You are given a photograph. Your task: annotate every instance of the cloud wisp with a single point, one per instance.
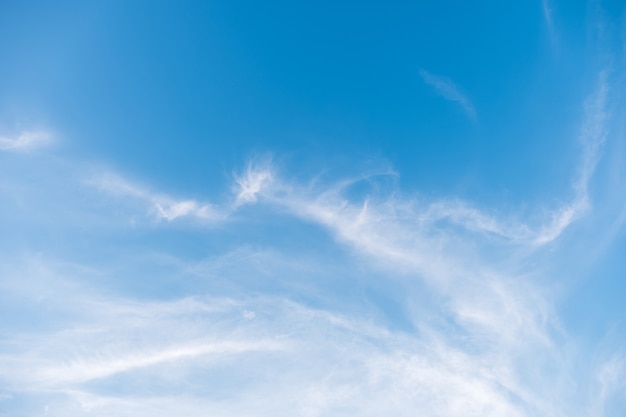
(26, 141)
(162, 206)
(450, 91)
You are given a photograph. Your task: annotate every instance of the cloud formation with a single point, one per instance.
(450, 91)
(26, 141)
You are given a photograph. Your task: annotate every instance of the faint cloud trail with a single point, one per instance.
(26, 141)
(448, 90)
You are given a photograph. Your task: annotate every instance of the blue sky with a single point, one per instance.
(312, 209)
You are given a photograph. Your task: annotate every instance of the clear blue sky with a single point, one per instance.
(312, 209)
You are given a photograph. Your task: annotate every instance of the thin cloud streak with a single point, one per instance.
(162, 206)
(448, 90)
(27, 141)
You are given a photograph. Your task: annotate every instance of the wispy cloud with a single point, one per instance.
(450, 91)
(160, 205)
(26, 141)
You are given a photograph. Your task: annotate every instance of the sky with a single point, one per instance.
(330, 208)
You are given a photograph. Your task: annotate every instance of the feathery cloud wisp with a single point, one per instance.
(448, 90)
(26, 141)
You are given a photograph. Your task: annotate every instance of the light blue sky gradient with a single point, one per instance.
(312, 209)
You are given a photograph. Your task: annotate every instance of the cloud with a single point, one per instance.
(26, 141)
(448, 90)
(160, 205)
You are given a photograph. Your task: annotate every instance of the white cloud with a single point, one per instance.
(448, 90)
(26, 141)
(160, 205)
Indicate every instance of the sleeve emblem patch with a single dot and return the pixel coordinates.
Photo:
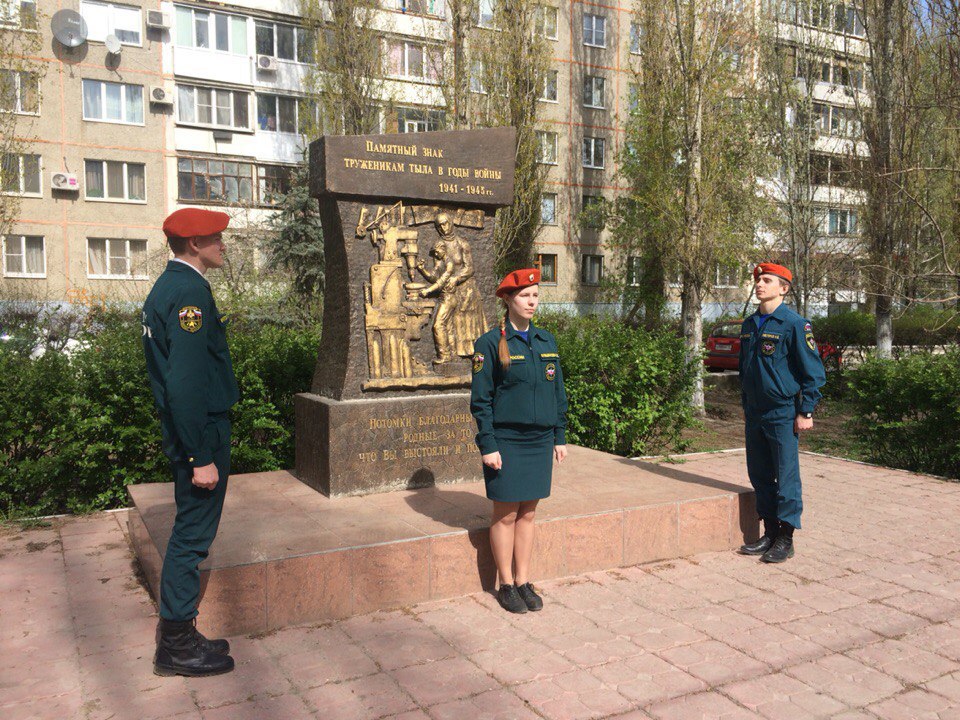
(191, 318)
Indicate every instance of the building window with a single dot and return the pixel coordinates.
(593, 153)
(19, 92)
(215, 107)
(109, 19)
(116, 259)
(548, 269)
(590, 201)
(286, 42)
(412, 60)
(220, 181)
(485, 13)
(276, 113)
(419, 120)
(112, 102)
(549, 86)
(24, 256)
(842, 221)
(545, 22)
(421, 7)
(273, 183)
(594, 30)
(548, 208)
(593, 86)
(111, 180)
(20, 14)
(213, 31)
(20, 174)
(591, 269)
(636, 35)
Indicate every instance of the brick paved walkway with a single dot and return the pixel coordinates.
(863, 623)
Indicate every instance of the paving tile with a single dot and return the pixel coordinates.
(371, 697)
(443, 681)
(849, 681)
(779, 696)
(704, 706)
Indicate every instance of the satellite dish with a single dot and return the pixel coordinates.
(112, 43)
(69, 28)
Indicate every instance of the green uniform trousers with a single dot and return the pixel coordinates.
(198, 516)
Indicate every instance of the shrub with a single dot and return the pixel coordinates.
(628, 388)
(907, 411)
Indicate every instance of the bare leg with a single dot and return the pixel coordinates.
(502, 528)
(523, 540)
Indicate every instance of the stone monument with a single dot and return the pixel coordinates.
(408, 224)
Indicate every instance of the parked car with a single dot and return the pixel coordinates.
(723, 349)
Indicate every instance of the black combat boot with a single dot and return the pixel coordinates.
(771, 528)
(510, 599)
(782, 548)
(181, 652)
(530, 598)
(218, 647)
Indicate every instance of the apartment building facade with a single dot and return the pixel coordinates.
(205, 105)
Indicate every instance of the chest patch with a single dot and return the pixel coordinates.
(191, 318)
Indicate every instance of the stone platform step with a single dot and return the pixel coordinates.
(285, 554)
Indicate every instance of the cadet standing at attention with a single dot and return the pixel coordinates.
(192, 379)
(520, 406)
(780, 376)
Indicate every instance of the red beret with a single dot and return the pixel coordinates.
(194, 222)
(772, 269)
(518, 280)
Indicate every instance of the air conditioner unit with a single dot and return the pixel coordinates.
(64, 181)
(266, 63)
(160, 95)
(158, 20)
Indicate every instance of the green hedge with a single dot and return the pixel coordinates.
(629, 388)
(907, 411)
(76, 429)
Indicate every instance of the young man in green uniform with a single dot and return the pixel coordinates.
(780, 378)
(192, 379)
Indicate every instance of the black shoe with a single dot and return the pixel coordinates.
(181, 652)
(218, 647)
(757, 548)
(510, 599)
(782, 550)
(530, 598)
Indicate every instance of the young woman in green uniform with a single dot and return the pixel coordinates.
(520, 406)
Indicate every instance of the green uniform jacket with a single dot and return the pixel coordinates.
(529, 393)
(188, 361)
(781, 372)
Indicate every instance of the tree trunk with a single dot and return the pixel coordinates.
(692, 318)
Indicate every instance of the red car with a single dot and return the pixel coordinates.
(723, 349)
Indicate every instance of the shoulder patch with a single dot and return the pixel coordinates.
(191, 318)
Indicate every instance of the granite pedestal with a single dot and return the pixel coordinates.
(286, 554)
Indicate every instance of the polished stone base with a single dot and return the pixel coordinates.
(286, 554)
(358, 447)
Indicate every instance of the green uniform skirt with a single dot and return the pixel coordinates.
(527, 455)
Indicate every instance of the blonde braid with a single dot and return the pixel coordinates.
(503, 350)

_ _ _

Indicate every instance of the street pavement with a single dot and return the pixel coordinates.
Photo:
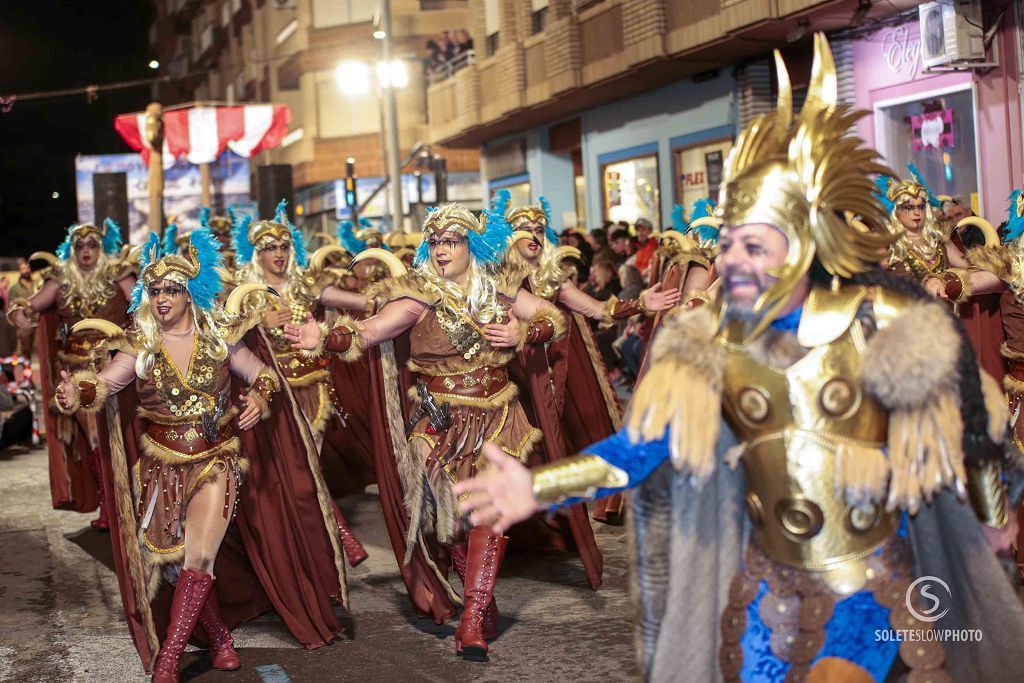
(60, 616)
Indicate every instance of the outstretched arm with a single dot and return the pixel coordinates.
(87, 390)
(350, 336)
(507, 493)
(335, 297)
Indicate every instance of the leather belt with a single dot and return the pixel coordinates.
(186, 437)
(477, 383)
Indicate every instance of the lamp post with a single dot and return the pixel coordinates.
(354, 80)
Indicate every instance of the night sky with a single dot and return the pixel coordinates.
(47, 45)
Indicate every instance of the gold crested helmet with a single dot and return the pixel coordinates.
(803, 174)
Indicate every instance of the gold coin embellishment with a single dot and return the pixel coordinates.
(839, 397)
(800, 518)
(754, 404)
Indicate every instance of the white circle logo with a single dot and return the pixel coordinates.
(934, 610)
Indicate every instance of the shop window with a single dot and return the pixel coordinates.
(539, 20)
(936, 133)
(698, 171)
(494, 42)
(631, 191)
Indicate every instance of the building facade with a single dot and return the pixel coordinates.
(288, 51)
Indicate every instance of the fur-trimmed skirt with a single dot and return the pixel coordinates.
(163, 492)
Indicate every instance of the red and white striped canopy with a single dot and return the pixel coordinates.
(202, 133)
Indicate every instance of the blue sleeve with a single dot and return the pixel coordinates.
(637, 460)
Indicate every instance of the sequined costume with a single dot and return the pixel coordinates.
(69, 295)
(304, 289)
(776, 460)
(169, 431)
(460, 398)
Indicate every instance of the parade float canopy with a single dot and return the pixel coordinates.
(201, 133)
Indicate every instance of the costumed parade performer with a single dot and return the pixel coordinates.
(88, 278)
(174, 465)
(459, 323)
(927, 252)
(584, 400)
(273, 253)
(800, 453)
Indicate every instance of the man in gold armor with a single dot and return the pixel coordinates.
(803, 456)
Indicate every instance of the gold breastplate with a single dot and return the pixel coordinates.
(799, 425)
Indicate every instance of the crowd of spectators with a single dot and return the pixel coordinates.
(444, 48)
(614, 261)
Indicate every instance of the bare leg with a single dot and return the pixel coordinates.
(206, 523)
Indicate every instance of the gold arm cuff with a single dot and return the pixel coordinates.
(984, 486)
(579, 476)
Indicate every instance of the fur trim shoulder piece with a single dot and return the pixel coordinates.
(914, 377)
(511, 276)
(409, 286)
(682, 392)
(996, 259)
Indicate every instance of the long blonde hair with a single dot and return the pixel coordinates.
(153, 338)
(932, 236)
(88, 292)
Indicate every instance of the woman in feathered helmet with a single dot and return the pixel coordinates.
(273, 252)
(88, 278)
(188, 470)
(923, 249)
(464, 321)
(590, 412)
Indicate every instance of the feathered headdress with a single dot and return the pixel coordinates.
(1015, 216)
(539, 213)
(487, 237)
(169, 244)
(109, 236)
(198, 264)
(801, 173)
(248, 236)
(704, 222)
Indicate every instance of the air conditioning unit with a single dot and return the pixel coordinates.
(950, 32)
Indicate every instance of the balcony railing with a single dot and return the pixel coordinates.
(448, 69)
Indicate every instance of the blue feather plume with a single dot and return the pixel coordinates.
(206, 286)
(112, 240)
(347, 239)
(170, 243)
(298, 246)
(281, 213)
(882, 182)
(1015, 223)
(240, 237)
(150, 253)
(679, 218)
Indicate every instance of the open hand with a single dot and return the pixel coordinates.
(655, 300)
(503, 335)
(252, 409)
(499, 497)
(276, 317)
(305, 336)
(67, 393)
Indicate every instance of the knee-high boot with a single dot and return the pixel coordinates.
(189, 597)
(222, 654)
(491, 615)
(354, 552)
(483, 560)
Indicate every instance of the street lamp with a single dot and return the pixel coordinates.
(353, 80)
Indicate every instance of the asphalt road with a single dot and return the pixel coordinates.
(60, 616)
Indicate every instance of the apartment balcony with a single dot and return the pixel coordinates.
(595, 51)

_ _ _

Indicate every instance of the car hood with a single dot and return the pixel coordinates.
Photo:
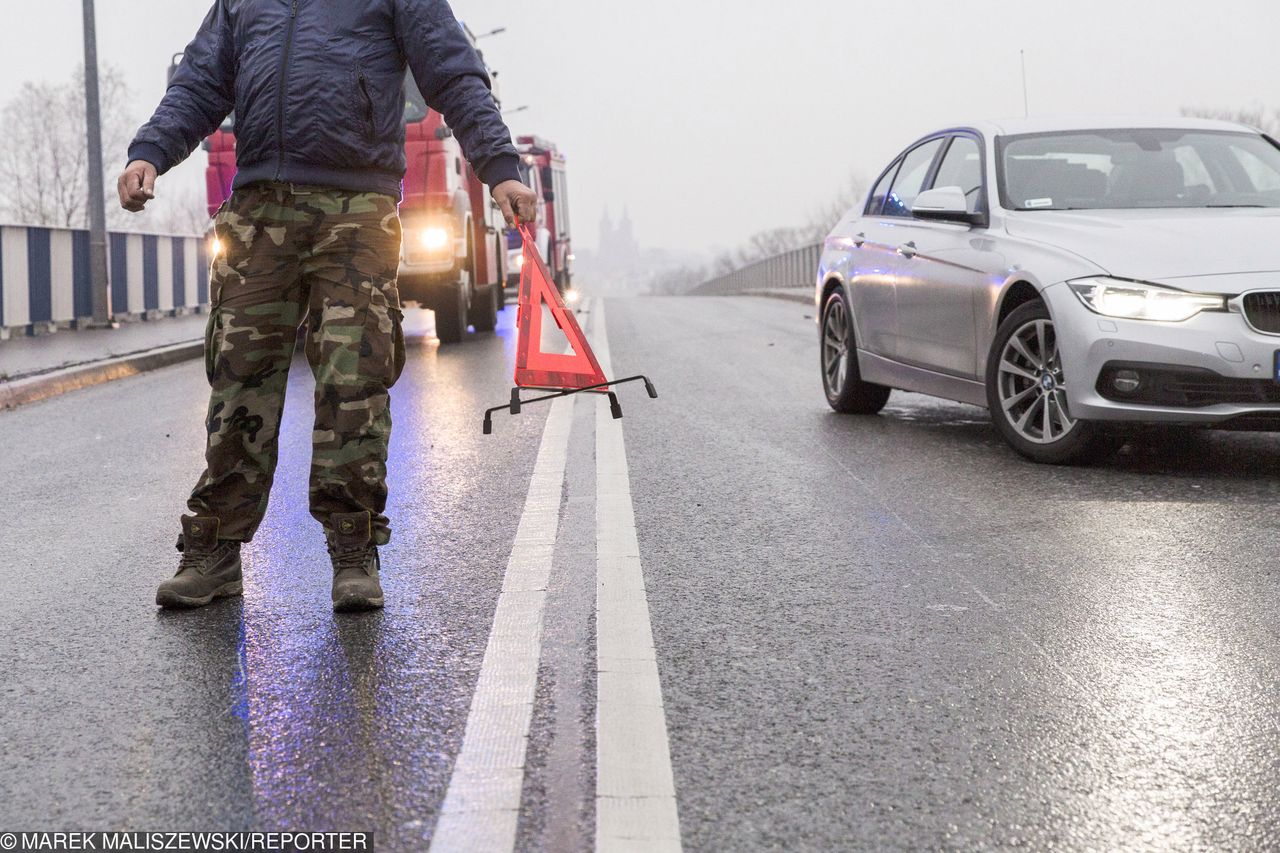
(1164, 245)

_ _ _

Locate every line of the items above that contains the string "helmet" and copy each such line in full. Letter case must match.

Indicate every instance of the gold crested helmet with a single dot and return the pixel coordinates.
Indicate every instance of the woman in feathered helmet with a single dot and return the pixel coordinates.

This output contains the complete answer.